- _Text for analysis_

I think this is a good descriptor of not only what I've been doing the last few weeks, but also what my summers are like: lots of (usually) tiny things that come together and make up a few months.

Kali, one of the girls I went to NZ with, finished our website. I would recommend you check it out. It has all of our pieces (essay & creative), photos, and the obligatory "meet us!" section, which isn't anywhere near as bad as most of the author descriptions on the inside cover of a novel.

As I said, this is some of what this particular summer has consisted of:


These last beads are handmade...by me (be impressed. I don't do that much). They've been drying for this past week while I've been (back) in Colorado. I can't wait to use them.

m.

9.7.10

When they talk about life experiences,

I don't think they usually count getting balsamic vinaigrette in your eye. However, it is most definitely an experience.


In other, slightly more pertinent, news:

My mom and I got back on Tuesday. I don't want to go anywhere ever again. Unless it's Turkey.
Un/fortunately, there are a few other things scheduled for this summer.

O., my cousin, is out of the hospital. (Yay!) She's doing better and better every day. There wasn't any swelling, and no more bleeding than the doctors expected. It goes without saying that she's covered in scabs--arms, legs, and face. In addition, her right eye looks like an eleven-year-old from the eighties was let loose in a makeup store.

My grandpa is also out of the hospital, although he's in rehab (no, obviously not that kind...although it is entertaining to imagine an 83-year-old there...).

I am from, and in, Tacoma. It is 9:46pm and 79 degrees. Things are not right in the world.
Tacoma has an official-ish-ish music video, Two Five Three. Two warnings: it contains language, and accurately describes the city I live in.

The new INK magazine is out here. The photography is always good, as are the featured artists. What makes this particular issue so cool are:
page 17. An article by Alex Taitague about boat shoes. Similar to Hugh Gallagher's NYU application essay. Which, incidentally, is well worth reading.
pages 182-7. Chelsey Scheffe. She can do just about anything. I should know. Not only did I sit by her at graduation, we went to China together our senior year (read: spent three weeks together in the same house).
pages 140-5. And interview with Isaiah Whitmore, a fashion student. I went to high school with him, too. He is gifted, is one of the sweetest people I know, and both come across in his interview.

- _Extracted data_

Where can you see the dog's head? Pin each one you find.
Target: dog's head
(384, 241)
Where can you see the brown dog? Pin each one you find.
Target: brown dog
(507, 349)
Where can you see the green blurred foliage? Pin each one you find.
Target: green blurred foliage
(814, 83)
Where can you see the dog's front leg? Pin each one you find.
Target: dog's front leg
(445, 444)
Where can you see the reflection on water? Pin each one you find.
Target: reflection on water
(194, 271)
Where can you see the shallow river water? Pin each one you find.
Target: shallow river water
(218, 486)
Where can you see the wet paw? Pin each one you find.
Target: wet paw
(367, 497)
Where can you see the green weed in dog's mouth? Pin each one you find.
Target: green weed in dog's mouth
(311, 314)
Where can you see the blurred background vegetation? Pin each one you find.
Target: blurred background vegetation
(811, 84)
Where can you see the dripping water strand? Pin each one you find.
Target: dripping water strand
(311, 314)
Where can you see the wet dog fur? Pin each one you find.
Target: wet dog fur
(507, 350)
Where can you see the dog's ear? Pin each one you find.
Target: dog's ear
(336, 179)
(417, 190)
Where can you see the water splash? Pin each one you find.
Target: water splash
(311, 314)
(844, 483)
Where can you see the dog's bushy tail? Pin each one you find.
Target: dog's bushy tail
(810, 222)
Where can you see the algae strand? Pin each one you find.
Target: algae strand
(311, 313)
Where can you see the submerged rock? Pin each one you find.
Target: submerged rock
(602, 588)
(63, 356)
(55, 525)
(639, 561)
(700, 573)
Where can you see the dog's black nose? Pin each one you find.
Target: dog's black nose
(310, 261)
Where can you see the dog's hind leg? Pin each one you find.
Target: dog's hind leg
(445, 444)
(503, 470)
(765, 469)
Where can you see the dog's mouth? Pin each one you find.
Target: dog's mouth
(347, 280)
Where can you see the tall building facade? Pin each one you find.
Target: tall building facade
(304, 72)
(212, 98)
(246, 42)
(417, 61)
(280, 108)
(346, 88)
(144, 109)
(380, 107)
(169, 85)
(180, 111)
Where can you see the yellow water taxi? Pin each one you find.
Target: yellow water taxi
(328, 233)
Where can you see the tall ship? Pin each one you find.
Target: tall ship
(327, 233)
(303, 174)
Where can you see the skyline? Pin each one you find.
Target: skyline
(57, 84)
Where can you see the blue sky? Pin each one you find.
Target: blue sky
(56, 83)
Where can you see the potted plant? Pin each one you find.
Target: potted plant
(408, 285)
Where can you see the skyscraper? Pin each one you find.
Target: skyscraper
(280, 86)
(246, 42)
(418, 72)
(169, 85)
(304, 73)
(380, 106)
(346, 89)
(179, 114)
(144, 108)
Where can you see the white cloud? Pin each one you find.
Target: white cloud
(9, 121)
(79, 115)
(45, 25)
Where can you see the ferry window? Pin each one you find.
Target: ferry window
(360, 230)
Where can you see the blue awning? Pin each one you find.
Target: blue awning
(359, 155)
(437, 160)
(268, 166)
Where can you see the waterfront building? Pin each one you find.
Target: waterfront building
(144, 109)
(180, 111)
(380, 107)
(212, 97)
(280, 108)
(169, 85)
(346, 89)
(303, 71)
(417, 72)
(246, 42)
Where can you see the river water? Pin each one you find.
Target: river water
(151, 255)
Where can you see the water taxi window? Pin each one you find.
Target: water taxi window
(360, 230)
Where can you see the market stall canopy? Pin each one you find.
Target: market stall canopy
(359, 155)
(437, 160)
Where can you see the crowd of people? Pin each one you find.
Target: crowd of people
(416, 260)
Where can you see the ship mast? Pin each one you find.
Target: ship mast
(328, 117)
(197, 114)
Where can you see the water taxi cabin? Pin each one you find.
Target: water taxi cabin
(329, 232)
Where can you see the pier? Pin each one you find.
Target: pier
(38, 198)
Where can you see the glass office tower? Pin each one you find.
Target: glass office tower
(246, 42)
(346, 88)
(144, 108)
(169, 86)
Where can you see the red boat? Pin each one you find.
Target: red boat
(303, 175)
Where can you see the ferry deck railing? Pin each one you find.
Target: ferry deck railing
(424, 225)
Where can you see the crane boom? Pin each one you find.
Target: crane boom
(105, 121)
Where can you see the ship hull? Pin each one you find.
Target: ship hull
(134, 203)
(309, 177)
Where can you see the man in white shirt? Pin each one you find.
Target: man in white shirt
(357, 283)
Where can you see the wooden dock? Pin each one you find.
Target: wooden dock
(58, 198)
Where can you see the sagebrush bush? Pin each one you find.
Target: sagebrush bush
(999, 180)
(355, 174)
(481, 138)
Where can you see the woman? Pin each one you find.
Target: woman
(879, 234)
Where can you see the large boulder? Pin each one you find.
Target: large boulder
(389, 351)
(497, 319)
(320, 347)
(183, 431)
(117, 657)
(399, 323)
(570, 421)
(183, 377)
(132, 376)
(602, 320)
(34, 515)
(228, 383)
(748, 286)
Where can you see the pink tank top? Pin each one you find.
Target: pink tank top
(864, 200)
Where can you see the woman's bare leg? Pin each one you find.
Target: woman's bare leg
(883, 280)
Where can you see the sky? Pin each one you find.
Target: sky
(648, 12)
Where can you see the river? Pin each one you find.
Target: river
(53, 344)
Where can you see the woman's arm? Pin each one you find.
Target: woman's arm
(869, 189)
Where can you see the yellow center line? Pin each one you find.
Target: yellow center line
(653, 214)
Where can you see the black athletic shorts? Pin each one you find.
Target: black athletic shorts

- _Task to complete_
In the summer blog entry, what temperature does the writer report for Tacoma at 9:46pm?

- _Response_
79 degrees